The problem: Copy the entire listing below word for word, keeping every line and its order unchanged.
* START Working data *
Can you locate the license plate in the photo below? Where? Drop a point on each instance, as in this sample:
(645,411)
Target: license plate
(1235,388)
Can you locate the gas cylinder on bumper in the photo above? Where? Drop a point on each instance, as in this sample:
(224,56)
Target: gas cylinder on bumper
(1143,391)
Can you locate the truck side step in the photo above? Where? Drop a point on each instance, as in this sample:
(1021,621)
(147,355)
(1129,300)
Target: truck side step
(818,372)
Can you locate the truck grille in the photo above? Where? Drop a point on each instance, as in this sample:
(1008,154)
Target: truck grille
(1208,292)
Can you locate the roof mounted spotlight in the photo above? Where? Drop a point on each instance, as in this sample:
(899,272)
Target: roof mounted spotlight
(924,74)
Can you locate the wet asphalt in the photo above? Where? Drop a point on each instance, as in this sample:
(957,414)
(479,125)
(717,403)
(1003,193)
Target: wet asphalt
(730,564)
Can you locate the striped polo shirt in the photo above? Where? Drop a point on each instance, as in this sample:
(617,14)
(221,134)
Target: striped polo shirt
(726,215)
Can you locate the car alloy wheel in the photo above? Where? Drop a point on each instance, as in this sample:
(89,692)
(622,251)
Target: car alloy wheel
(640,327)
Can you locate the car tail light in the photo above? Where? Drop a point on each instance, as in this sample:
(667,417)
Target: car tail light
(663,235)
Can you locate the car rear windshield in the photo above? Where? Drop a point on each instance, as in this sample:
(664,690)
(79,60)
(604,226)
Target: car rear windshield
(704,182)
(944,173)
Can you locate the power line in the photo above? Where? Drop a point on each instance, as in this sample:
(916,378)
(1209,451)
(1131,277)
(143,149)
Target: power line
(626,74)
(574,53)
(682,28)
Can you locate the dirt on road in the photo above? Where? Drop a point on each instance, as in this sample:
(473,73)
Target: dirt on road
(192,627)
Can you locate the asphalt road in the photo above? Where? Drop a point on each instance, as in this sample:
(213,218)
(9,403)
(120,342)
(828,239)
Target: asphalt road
* END Working data *
Exercise solution:
Can you locate the license plate in the photo below? Where? Drop a point on each instance, as in this sample:
(645,411)
Target: license plate
(1235,388)
Can you locate the gas cylinder on bumper in the photo above? Where? Drop a point on each instance, as in this sample:
(224,56)
Target: gas cylinder on bumper
(1143,391)
Can you locate the truck side step in the photo above? Where? Drop a point on each instance, as in this sample:
(1021,621)
(147,355)
(1129,300)
Target: truck side step
(818,372)
Can you locate the truck grille in the photo above? Where? Drop a point on each instance, as in this sample:
(1008,154)
Target: truck grille
(1208,292)
Can you locate the roof mounted spotlight in the photo above? Where? Drop a point on each instance, as in this sample:
(899,272)
Target: roof mounted spotlight
(924,74)
Can you locate the wet asphalt in the photo above? Where? Drop a point on each instance, as in this sample:
(957,414)
(479,125)
(717,403)
(1003,193)
Target: wet asphalt
(730,564)
Can you locate the striped polo shirt in the photo above? Where? Drop a point on each instance, as in this sample:
(617,14)
(221,134)
Target: striped polo shirt
(726,215)
Can you locate the car alloy wheel in the photo above? Where? Drop a point on each instance, as in this sample:
(89,692)
(622,251)
Target: car alloy wheel
(640,327)
Can you locate the car tail light in the photo above? Where? Drop a point on each instance, as in this sample:
(667,417)
Target: car tail light
(663,235)
Can you locate the car rear windshield in the photo above? Where? Drop a point on each instance, as in this sample:
(664,690)
(79,60)
(604,226)
Target: car rear windshield
(704,182)
(944,173)
Can you locate the power line in the photo above? Where? Drop a point on each instance, as in this sample:
(916,378)
(1209,451)
(1131,277)
(143,149)
Target: power line
(626,74)
(574,53)
(682,28)
Can you locate the dirt on road in the photo above? Where? Drop a point on each instance, as in this sample:
(473,73)
Target: dirt on road
(192,627)
Can you locate the asphalt road in the photo above? Where? Drop a point on each instance, as in this sample:
(213,218)
(9,403)
(120,342)
(828,239)
Target: asphalt road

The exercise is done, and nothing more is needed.